PROVIDED TEXT:
AR Opinion No. 2023-124 2024-01-23

Why did the Arkansas AG reject the December 2023 Open Meetings and Open Records State and Local Government Amendment ballot title?

Short answer: The AG rejected this submission (labeled BT-2 by the sponsors) for the same three reasons identified in Opinion 2023-123, which is incorporated here: (1) the measure's key terms were unclear, (2) the full-text requirement was not met, and (3) the ballot title summarized something that did not appear in the text. The sponsors continued revising and the amendment was eventually certified in Opinion 2024-005 (and parallel certifications).
Disclaimer: This is an official Arkansas Attorney General opinion. AG opinions are persuasive authority but not binding precedent. This summary is for informational purposes only and is not legal advice. Consult a licensed Arkansas attorney for advice on your specific situation.

Plain-English summary

This is one of four parallel rejection opinions (BT-1, BT-2, BT-3, BT-4) issued in early January 2024 for an earlier version of what eventually became the certified Arkansas Government Disclosure Amendment of 2024 (Opinion 2024-005). The sponsors had submitted four parallel popular names and ballot titles for the same proposed constitutional amendment.

The full reasoning is in Opinion 2023-123 (which addresses BT-1 and is incorporated by reference into this opinion). The three problems common to all four submissions:

1. Key terms unclear. The proposed amendment used the term "diminishes public access to government" with multiple cross-cutting definitions ("less open, accessible, or available to the people," covering public processes, public meetings, public notices, and public records each in different ways). The term and its definitions did not align cleanly enough for voters to understand what the amendment would do.

DIRECTION A:
Return the passage of the Arkansas AG opinion summary between "Plain-English summary" and "proposed constitutional amendment.", inclusive.
DIRECTION B:
In the Arkansas AG opinion summary, what label did the sponsors give the submission rejected in this opinion?
DIRECTION C:
Extend the Arkansas AG opinion summary from where it stops.

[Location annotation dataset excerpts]
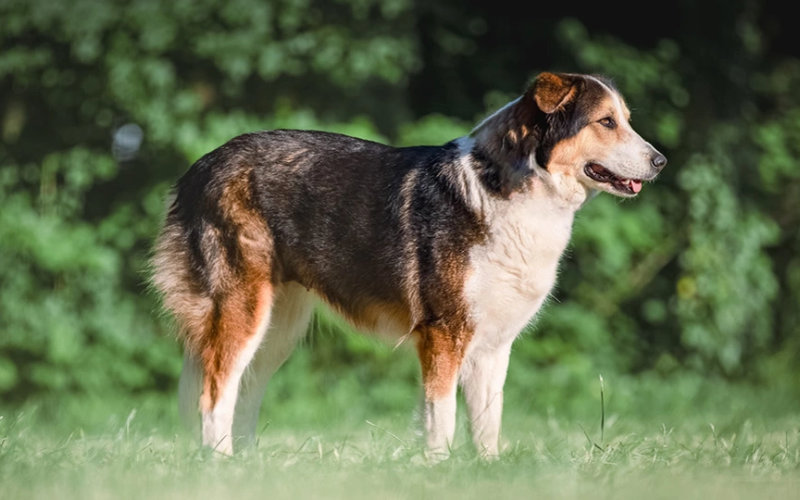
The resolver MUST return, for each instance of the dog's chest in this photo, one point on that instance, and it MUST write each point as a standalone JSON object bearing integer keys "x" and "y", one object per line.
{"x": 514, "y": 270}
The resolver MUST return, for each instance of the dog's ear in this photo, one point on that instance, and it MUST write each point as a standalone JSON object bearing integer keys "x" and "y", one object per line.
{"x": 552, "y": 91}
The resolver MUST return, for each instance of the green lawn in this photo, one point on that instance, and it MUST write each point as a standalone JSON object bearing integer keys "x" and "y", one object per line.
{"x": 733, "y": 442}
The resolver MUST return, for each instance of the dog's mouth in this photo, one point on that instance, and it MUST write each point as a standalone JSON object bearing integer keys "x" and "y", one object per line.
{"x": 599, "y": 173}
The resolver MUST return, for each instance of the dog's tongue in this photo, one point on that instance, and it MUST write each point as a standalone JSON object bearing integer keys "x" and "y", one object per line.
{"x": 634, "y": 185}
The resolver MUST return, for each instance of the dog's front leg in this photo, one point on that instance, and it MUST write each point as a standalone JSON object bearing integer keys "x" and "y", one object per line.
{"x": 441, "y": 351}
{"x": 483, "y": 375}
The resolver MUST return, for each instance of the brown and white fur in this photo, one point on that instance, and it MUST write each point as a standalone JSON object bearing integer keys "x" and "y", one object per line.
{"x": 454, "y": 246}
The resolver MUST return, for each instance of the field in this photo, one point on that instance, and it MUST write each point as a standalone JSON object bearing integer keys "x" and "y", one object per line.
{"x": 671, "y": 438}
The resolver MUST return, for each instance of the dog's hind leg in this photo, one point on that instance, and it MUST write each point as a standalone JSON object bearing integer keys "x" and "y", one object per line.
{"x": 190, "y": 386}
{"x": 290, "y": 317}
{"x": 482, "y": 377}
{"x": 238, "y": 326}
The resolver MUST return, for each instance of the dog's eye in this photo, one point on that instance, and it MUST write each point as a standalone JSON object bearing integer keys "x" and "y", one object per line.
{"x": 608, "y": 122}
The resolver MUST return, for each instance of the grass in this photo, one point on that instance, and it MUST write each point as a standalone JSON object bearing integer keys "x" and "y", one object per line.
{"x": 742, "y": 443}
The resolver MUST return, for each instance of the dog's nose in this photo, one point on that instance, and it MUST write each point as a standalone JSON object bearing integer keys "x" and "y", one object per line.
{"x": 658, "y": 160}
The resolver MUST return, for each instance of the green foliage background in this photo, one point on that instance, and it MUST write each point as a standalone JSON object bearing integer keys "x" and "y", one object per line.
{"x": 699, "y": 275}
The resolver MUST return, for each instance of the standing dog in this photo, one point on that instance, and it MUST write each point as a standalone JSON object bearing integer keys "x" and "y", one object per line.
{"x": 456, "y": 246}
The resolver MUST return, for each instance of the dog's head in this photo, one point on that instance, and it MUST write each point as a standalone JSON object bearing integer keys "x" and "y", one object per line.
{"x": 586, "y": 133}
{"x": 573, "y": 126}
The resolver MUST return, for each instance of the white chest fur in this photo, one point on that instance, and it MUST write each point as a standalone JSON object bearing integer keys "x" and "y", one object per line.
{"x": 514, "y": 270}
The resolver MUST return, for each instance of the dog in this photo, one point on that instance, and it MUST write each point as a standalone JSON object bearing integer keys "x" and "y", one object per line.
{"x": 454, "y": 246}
---
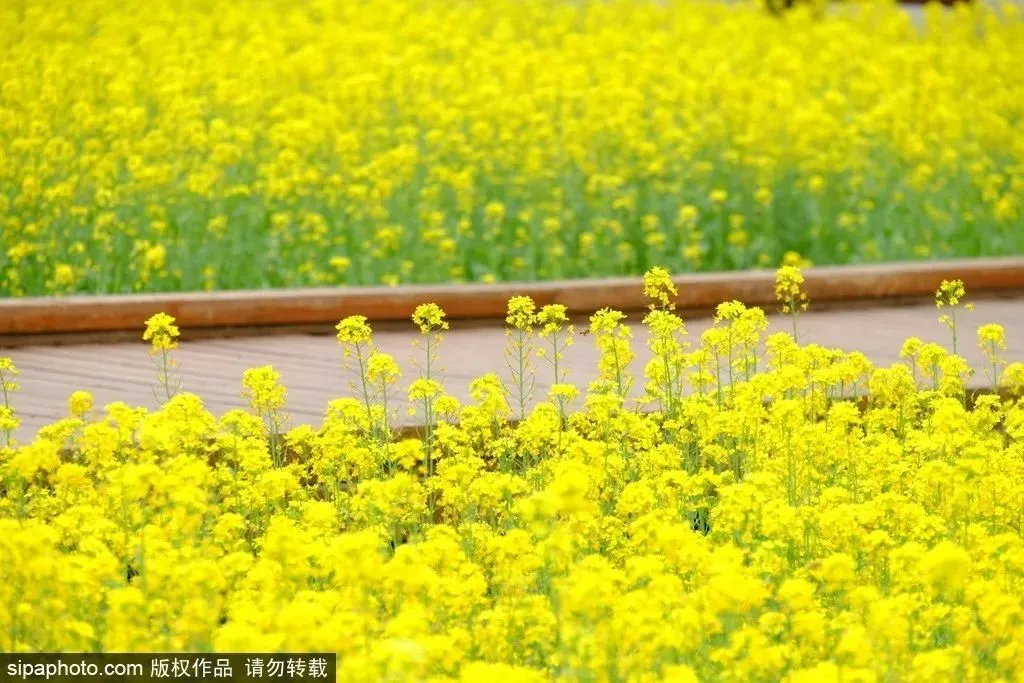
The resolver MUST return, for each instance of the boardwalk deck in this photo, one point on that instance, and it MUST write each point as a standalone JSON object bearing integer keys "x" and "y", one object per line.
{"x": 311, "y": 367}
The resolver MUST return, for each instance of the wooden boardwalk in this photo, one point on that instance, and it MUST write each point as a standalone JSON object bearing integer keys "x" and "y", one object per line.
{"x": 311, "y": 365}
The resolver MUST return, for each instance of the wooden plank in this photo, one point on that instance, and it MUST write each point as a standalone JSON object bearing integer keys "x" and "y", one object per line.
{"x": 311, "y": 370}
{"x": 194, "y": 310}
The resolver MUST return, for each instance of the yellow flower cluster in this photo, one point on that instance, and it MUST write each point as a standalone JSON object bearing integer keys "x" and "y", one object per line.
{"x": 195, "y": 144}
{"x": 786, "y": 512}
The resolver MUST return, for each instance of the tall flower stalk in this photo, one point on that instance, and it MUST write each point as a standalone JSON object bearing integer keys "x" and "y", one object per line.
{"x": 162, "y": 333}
...
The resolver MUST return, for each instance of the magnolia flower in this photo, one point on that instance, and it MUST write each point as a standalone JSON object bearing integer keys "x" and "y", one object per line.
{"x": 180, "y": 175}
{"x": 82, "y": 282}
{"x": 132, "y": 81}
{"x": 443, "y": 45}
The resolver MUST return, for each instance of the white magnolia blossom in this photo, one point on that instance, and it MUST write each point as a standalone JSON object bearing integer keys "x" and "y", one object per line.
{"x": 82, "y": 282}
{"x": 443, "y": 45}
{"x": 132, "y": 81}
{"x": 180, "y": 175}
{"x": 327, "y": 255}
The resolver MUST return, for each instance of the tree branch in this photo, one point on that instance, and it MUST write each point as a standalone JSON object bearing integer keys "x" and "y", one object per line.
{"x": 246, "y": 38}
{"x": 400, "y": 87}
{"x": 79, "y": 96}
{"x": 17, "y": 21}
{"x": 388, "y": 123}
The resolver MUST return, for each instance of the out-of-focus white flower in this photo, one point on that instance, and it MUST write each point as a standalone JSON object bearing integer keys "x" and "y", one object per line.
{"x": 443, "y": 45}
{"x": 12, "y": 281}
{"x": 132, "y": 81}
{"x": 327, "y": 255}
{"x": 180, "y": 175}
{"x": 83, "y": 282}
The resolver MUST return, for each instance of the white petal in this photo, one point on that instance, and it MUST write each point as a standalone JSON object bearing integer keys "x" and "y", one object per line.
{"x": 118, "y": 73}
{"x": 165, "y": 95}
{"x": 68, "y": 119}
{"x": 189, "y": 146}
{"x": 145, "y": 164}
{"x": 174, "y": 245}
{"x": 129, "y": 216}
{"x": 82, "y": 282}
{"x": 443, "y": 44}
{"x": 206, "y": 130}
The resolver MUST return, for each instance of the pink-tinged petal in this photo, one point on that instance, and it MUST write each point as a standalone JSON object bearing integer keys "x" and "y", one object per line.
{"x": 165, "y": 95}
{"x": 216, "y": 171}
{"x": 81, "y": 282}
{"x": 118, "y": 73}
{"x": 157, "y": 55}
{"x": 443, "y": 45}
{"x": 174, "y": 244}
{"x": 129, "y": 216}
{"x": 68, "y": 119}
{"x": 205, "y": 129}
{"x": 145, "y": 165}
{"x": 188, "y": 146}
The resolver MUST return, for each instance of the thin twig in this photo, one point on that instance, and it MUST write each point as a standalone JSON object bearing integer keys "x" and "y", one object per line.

RESULT A:
Plain-English summary

This is one of four parallel rejection opinions (BT-1, BT-2, BT-3, BT-4) issued in early January 2024 for an earlier version of what eventually became the certified Arkansas Government Disclosure Amendment of 2024 (Opinion 2024-005). The sponsors had submitted four parallel popular names and ballot titles for the same proposed constitutional amendment.

RESULT B:
BT-2

RESULT C:
2. Full-text requirement. Like the later transparency-act submissions (Opinion 2024-009), this version had drafting issues that prevented voters from seeing the "full text" of what they were voting on.

3. Ballot-title summary of nonexistent text. A lengthy clause in the ballot title summarized something that did not actually appear in the measure's text. This is a classic disconnect-between-text-and-summary problem under Roberts v. Priest, which prevents both certification as submitted and substitution by the AG.

The sponsors continued revising. Their next round of submissions (Opinions 2024-005, 2024-006, 2024-007, 2024-008) cured the defects, and the amendment was certified for circulation.

The full text of the rejected version (the actual Section 1 through Section 7 of the proposed amendment) is reproduced in the opinion. It establishes government transparency as a "right of the citizens of Arkansas," defines transparency as "the government's obligation to share information with citizens," and creates the multi-tiered legislative-protection scheme that survived through to the certified version.

What this means for you

Ballot initiative sponsors

This early-rejection opinion is useful as a snapshot of what NOT to do. The text-and-summary disconnect is particularly damaging because it cannot be cured by AG substitution; only sponsor redrafting can fix it. When you draft a complex amendment with multiple cross-cutting definitions, run a sanity check: does every clause in the ballot title match a specific clause in the text? If not, fix the disconnect before submission.

The sponsors' iterative process (Opinion 2023-113 → 2023-123 → 2023-124 → 2024-005 → certification) shows the typical timeline for a complex initiated measure. Plan for multiple rejection-revision rounds.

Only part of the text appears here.